*Work task*. Each entry is to be output as written, so that none is missing.

»»

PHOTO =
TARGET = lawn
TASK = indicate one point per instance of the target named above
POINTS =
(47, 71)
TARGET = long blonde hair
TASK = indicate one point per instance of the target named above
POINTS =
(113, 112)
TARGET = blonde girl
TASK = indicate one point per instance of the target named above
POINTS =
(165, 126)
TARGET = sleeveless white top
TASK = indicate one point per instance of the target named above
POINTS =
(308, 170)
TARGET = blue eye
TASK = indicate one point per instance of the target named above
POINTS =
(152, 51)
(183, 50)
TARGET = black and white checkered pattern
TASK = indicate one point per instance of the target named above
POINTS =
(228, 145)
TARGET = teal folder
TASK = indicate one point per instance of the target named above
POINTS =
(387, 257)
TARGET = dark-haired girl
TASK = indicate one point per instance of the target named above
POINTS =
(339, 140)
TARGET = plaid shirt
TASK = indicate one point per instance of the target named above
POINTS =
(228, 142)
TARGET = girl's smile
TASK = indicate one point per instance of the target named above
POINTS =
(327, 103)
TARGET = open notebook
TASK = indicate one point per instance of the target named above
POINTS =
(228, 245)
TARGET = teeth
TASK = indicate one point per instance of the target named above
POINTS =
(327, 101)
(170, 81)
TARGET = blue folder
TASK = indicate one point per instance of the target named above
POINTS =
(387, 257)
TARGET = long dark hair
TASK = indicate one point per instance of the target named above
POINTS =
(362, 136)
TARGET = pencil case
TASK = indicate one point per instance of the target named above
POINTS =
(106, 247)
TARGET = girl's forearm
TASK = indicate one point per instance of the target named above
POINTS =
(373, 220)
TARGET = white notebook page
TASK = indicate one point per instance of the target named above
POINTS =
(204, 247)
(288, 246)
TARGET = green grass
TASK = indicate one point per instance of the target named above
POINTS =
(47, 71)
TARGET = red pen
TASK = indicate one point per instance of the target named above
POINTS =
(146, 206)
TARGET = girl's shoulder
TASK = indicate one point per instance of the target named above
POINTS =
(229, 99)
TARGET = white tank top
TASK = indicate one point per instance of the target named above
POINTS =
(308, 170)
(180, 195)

««

*Your response*.
PHOTO =
TARGET = lawn
TASK = indicate one point per instance of the target named above
POINTS =
(47, 71)
TARGET = long blonde hair
TASK = indicate one point per instance of the target named above
POINTS =
(113, 112)
TARGET = blonde girl
TASK = indicate one point per instance of the target named above
POINTS =
(165, 126)
TARGET = sleeveless white top
TASK = indicate one point per instance of the target named above
POINTS =
(308, 170)
TARGET = blue eye
TASK = indicate one point per instance of the target named above
POINTS =
(152, 51)
(183, 50)
TARGET = black and white checkered pattern
TASK = indicate one point per instance of the target named above
POINTS =
(228, 145)
TARGET = teal folder
TASK = indicate one point per instance of the target named above
POINTS =
(387, 257)
TARGET = dark-haired girl
TASK = indicate one point per instance of the target named above
POINTS =
(339, 140)
TARGET = plaid shirt
TASK = indicate one point per instance of the target named above
POINTS =
(228, 142)
TARGET = girl's smile
TASK = indicate one point per instance of the target named above
POINTS =
(327, 103)
TARGET = open notebook
TASK = indicate one point per instance of the target named above
POINTS =
(228, 245)
TARGET = teeth
TASK = indicate one point per instance of the target named above
POINTS =
(327, 101)
(170, 81)
TARGET = blue folder
TASK = indicate one point per instance of the target named above
POINTS =
(387, 257)
TARGET = long dark hair
TASK = indicate one point per instance of the target named above
POINTS =
(362, 136)
TARGET = pencil case
TASK = indicate one point per instance of the target named above
POINTS =
(106, 247)
TARGET = girl's forearm
TASK = indicate one point per instance of the target named above
POINTS =
(373, 220)
TARGET = white notebook page
TASK = indicate one point per instance of the target named above
POINTS =
(204, 247)
(288, 246)
TARGET = green grass
TASK = indicate one point per instance of the target named above
POINTS =
(47, 71)
TARGET = red pen
TASK = indicate one point per instance of the target named above
POINTS =
(146, 206)
TARGET = girl's shoulder
TASK = indicate one point per instance of the target named above
POINTS =
(229, 99)
TARGET = white tank top
TASK = indicate one point per instance of the target named above
POINTS =
(308, 170)
(180, 195)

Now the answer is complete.